- _Source data_
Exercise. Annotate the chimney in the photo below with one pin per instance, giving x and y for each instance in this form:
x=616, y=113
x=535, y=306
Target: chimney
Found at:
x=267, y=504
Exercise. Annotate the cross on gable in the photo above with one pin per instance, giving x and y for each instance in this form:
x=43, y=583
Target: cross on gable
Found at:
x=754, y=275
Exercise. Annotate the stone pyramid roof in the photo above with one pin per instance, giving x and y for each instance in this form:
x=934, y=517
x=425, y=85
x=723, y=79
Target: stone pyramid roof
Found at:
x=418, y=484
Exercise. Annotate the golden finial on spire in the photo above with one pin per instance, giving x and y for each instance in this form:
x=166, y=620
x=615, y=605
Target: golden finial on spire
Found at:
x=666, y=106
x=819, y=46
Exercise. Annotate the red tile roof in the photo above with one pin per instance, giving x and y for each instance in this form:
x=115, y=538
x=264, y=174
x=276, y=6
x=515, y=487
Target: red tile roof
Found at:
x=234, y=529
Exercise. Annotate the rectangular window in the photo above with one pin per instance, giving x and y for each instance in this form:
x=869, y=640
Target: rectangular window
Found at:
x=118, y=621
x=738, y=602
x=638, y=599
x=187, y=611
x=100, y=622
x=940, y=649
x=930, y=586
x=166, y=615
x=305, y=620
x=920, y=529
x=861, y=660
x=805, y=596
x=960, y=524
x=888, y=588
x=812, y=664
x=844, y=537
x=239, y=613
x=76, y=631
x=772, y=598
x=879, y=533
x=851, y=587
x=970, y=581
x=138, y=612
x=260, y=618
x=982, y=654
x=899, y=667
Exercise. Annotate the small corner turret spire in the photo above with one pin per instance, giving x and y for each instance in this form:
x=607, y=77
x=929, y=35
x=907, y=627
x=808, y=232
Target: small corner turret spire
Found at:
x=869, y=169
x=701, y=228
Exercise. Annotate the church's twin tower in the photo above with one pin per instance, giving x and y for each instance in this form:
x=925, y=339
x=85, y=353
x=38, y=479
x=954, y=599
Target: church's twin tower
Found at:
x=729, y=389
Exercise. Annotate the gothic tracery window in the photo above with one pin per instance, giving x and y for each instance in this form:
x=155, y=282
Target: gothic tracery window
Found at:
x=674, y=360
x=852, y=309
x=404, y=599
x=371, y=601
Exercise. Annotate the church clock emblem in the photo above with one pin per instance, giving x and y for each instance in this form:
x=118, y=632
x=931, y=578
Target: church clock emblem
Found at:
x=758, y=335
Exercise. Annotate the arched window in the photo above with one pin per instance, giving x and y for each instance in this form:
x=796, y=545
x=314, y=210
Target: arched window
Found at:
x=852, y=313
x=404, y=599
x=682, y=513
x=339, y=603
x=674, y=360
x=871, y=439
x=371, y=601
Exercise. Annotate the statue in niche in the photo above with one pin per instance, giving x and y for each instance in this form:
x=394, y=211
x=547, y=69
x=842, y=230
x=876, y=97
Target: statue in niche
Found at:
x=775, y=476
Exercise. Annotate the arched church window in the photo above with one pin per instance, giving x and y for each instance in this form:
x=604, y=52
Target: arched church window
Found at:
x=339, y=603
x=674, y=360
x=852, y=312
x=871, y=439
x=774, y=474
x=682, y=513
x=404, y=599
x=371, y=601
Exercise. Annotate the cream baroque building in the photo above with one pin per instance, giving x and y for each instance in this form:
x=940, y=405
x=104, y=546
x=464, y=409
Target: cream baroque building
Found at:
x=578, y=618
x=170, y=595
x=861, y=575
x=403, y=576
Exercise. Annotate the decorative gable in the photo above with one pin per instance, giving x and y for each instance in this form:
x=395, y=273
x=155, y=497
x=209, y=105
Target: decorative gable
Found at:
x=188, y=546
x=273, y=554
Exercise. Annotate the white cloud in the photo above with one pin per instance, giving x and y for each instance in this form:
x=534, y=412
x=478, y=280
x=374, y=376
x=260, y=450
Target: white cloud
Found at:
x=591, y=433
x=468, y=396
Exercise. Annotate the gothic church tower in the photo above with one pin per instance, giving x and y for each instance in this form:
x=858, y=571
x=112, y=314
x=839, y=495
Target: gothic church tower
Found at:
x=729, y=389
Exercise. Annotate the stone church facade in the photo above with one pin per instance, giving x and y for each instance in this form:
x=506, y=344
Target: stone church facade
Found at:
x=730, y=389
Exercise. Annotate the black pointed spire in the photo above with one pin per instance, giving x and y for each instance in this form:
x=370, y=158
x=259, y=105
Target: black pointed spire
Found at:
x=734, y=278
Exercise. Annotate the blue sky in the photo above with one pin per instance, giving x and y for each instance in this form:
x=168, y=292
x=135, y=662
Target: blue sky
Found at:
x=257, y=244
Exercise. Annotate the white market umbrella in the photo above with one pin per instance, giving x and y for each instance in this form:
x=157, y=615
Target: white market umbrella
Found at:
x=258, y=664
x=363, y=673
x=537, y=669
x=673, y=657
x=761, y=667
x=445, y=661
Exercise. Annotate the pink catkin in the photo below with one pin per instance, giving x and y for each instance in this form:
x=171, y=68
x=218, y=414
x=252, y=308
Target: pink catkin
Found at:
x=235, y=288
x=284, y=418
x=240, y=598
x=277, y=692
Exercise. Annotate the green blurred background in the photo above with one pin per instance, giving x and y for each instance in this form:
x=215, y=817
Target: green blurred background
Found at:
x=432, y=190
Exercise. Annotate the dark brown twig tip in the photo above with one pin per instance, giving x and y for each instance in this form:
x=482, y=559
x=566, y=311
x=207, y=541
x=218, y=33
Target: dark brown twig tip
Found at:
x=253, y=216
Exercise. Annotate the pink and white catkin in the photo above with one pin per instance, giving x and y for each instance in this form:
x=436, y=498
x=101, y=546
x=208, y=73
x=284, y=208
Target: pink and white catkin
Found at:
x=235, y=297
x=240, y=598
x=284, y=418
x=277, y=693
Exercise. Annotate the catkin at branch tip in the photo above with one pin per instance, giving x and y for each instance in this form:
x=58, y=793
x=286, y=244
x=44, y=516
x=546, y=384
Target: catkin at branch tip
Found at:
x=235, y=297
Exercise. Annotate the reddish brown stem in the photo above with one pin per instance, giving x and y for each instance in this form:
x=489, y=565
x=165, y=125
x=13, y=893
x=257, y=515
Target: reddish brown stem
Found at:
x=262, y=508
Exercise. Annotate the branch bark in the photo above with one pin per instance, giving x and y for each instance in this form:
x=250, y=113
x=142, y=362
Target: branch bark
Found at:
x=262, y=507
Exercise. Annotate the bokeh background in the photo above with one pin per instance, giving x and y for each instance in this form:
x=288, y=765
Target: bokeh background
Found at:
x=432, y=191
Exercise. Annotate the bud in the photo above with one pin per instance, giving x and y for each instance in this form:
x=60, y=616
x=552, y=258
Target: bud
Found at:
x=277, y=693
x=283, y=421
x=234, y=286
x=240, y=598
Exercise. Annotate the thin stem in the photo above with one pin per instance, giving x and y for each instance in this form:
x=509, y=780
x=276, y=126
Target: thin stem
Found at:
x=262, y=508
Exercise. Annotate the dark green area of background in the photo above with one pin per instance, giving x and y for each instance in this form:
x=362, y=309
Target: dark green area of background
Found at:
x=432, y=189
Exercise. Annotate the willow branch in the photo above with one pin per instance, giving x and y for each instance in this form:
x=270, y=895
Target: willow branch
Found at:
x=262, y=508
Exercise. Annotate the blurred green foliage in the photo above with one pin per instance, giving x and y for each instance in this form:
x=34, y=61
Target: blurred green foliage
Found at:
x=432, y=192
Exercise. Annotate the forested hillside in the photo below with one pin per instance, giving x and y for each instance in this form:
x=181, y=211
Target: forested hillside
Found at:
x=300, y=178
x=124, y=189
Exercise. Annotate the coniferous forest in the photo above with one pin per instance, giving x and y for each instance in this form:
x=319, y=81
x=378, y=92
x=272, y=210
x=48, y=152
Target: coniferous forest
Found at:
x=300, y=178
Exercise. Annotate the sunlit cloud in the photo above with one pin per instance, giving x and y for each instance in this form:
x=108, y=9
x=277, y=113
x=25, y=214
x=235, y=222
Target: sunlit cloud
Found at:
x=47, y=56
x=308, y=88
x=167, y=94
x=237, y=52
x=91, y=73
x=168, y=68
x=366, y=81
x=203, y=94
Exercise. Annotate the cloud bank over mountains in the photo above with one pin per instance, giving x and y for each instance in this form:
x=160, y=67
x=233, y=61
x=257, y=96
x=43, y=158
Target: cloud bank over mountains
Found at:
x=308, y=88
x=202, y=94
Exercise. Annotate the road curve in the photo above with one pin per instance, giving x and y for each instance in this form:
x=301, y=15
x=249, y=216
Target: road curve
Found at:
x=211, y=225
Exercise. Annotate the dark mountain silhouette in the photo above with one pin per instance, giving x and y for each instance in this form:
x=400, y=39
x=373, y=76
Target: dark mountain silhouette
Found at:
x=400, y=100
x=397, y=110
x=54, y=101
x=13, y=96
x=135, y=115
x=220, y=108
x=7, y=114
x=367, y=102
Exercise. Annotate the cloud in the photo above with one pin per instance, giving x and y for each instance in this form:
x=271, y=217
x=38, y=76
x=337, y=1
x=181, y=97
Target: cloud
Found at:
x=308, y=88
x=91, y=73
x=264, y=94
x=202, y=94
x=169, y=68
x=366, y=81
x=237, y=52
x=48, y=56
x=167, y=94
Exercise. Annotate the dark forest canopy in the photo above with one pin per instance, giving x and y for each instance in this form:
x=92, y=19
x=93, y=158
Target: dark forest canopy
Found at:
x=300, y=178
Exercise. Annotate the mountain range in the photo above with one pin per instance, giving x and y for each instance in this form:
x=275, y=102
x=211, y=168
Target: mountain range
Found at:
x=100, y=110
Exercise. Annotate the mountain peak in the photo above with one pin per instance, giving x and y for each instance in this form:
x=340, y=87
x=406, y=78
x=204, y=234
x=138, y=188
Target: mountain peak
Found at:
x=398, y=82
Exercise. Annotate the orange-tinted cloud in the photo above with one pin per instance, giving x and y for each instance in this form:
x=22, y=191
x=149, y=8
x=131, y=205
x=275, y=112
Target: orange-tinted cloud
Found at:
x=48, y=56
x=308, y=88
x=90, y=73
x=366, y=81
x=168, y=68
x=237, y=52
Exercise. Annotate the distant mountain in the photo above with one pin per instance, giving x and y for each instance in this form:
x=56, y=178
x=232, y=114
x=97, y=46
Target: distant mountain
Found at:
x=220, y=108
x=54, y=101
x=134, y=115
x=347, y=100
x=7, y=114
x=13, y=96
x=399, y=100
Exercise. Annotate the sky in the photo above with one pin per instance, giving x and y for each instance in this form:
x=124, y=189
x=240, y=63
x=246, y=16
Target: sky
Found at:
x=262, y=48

- _Problem to solve_
From the material above, retype precisely the lines between the line holding "Target: cream baroque building" and the line holding "Exercise. Annotate the white market", inclusive, and nothing beyond them.

- _Answer_
Target: cream baroque building
Found at:
x=578, y=618
x=170, y=595
x=861, y=575
x=403, y=576
Exercise. Annotate the decorative gable in the photo above with one pin per instance, giving x and y for each instance in this form:
x=395, y=273
x=155, y=497
x=209, y=105
Target: decorative gable
Found at:
x=188, y=546
x=273, y=554
Exercise. Annotate the white cloud in the photo above with one pin per instance, giving x and y for each instance in this form:
x=534, y=412
x=478, y=280
x=374, y=376
x=260, y=450
Target: white cloud
Found at:
x=591, y=433
x=468, y=396
Exercise. Annotate the gothic church tower in the photo above with one pin per instance, giving x and y for each instance in this form:
x=858, y=571
x=112, y=314
x=839, y=495
Target: gothic church tower
Found at:
x=729, y=389
Exercise. Annotate the stone church facade in the photo above with one pin per instance, giving x and y for each instance in this form:
x=506, y=344
Target: stone church facade
Found at:
x=730, y=389
Exercise. Annotate the black pointed spire in the photo above with one pin per instance, giving x and y for each instance in this form:
x=370, y=158
x=259, y=105
Target: black pointed spire
Found at:
x=734, y=278
Exercise. Annotate the blue sky in the photo above with one pin per instance, giving x and y for each instance in this form:
x=168, y=292
x=135, y=662
Target: blue sky
Found at:
x=257, y=244
Exercise. Annotate the white market umbrella in the photo above with one pin per instance, giving x and y for each instance in this form:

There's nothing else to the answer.